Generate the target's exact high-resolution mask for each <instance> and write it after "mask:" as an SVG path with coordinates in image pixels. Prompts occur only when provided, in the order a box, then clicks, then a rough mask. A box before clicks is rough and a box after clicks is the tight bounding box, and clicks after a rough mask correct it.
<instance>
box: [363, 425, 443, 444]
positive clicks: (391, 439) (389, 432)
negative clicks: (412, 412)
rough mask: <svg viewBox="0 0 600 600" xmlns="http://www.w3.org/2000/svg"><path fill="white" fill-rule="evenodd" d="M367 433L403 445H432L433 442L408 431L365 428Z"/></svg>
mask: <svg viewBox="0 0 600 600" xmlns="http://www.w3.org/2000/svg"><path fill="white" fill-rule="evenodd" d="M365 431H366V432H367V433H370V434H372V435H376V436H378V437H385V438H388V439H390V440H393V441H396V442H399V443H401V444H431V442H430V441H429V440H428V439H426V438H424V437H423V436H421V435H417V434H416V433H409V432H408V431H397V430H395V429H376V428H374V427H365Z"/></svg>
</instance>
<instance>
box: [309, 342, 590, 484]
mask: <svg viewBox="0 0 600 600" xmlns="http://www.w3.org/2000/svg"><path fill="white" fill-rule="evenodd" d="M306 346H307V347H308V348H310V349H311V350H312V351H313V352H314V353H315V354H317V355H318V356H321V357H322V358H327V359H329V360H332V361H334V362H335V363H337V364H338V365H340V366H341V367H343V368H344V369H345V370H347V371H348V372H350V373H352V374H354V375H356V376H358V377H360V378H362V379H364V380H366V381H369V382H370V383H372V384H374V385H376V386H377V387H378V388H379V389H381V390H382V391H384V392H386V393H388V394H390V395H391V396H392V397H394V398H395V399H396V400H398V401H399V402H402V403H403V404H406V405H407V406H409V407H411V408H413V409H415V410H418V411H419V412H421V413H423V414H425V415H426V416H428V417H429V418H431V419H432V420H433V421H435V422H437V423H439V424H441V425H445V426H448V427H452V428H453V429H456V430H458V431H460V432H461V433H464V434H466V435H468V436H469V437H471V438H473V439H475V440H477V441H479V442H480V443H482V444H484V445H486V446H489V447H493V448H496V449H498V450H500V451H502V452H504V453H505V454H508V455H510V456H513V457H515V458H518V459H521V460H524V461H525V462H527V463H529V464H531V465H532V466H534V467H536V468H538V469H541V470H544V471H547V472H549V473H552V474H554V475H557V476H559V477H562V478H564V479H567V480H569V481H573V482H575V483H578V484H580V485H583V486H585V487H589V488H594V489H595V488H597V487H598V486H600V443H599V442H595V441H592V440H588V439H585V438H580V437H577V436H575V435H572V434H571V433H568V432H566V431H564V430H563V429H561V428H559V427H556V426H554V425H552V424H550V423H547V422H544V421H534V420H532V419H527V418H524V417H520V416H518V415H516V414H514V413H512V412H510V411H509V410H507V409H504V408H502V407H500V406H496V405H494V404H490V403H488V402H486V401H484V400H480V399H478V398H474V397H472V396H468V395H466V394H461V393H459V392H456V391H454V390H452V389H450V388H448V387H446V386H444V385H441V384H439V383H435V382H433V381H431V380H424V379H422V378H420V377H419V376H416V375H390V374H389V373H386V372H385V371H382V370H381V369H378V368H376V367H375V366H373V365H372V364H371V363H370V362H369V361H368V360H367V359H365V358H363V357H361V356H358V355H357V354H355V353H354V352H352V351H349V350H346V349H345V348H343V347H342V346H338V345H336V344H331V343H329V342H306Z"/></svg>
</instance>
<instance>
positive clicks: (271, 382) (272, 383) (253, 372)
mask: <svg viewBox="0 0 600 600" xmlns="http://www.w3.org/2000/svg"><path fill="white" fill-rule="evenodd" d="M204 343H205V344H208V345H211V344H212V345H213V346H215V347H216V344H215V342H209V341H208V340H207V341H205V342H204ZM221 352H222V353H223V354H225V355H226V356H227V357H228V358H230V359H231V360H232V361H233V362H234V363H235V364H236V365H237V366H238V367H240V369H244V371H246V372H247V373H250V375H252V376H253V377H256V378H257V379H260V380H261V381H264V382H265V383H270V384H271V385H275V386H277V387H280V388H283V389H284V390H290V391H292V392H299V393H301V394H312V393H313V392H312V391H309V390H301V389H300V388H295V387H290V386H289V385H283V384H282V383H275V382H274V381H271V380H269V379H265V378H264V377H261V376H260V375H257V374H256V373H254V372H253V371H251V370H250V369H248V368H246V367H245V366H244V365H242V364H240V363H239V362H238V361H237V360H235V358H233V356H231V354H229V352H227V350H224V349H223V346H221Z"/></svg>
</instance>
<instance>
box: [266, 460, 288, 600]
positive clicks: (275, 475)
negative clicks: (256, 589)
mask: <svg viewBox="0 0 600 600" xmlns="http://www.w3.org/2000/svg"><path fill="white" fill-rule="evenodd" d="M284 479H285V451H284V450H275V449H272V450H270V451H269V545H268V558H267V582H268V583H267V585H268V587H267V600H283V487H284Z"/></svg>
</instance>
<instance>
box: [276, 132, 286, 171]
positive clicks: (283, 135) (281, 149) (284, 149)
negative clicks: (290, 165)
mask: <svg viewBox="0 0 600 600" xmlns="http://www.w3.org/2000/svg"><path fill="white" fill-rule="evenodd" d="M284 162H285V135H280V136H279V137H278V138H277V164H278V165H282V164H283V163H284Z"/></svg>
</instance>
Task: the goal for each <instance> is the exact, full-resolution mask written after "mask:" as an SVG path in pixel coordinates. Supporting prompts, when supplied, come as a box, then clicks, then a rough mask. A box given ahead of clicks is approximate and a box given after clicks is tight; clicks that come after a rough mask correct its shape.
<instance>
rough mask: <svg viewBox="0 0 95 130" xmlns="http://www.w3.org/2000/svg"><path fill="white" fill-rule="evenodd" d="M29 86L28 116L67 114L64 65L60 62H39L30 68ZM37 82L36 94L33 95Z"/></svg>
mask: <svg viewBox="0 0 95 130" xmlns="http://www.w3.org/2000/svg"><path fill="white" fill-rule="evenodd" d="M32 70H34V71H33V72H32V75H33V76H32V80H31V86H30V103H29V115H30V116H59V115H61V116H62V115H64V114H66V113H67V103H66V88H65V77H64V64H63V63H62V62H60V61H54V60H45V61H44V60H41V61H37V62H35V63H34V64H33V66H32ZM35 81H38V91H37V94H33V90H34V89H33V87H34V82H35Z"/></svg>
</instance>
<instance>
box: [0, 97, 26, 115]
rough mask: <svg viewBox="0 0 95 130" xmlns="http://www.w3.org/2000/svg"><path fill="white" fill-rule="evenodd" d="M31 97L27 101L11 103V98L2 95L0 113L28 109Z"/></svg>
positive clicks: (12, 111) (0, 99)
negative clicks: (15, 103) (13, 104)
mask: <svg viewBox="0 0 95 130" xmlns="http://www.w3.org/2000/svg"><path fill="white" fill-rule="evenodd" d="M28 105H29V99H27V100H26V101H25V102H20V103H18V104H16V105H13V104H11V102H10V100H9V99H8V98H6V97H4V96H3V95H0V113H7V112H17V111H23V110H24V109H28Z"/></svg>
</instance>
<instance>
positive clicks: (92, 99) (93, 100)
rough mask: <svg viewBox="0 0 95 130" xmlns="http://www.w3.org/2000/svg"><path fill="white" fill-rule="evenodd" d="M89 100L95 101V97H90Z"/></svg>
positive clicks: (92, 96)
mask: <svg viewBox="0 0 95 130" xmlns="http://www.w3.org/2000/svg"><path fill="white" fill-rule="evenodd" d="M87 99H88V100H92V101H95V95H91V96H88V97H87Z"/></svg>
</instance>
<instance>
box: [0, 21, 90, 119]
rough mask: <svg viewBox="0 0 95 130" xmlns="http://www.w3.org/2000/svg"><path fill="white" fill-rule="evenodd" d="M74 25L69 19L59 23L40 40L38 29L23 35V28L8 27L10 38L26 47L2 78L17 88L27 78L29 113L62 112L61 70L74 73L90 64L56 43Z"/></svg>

---------------

YOUR ASSIGNMENT.
From the material above, copy every line where the word "then" is found.

ANSWER BOX.
Generate the target's exact high-resolution mask for each <instance> and write it after "mask:" as an SVG path with coordinates in image pixels. Prompts occur only when provided, in the order a box, then clicks, then a rough mask. A box before clicks is rough and a box after clicks is the tight bounding box, and clicks after a rough mask correct it.
Task: the goal for each <instance> is the exact, full-resolution mask written after "mask:" as an SVG path in pixel coordinates. Supporting prompts, when supplied, come as a box, then clicks, then a rough mask. A box given ahead of clicks is approximate and a box given after clicks is tight; clicks that come after a rough mask correct its shape.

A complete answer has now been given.